## [What to work on]
Please turn the lines of the records below into a numbered list, skipping any blank lines and leaving the pictures out.

═══

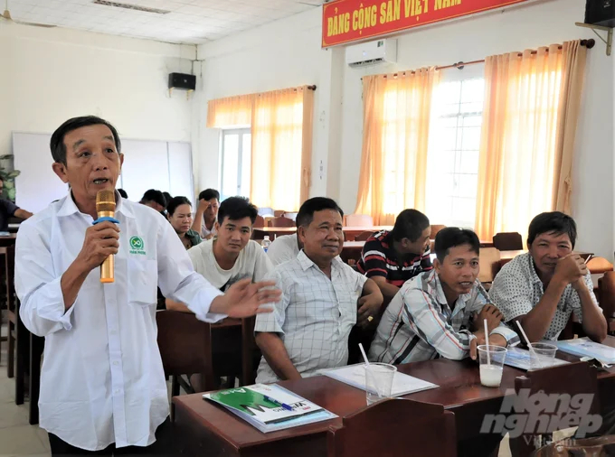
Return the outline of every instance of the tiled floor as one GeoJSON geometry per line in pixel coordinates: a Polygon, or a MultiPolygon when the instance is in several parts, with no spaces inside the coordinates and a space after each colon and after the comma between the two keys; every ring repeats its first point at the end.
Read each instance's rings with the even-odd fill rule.
{"type": "MultiPolygon", "coordinates": [[[[28,404],[16,406],[14,379],[6,378],[6,344],[0,357],[0,456],[51,456],[47,433],[28,424],[28,404]]],[[[509,457],[507,437],[500,445],[499,457],[509,457]]]]}
{"type": "MultiPolygon", "coordinates": [[[[5,334],[3,331],[3,334],[5,334]]],[[[0,456],[51,456],[47,433],[28,424],[28,404],[16,406],[14,379],[6,378],[6,344],[0,354],[0,456]]],[[[500,444],[498,457],[510,457],[508,436],[500,444]]]]}
{"type": "MultiPolygon", "coordinates": [[[[4,330],[4,329],[3,329],[4,330]]],[[[6,334],[3,331],[3,334],[6,334]]],[[[0,455],[49,457],[47,433],[28,424],[28,404],[15,405],[14,379],[6,378],[6,343],[0,354],[0,455]]]]}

═══

## [Correct output]
1. Return the outline of every instance of the tiled floor as one GeoJSON geometry per line in pixel coordinates: a Polygon, or a MultiPolygon when the instance is in several parts, with no spaces inside the coordinates and a space after each colon and after the comma between the two keys; every ring repeats its first point at the end.
2. Read each instance's rings with the even-odd fill rule.
3. {"type": "MultiPolygon", "coordinates": [[[[28,404],[16,406],[14,379],[6,378],[6,344],[0,357],[0,456],[51,456],[47,433],[28,424],[28,404]]],[[[509,457],[507,437],[500,445],[499,457],[509,457]]]]}
4. {"type": "MultiPolygon", "coordinates": [[[[5,334],[3,331],[3,334],[5,334]]],[[[0,456],[51,456],[47,433],[28,424],[28,404],[16,406],[14,379],[6,378],[6,344],[0,354],[0,456]]],[[[500,444],[498,457],[510,457],[508,436],[500,444]]]]}
5. {"type": "MultiPolygon", "coordinates": [[[[4,330],[4,329],[3,329],[4,330]]],[[[6,334],[3,331],[3,334],[6,334]]],[[[0,455],[49,457],[47,433],[28,424],[28,404],[15,405],[14,379],[6,378],[6,343],[0,354],[0,455]]]]}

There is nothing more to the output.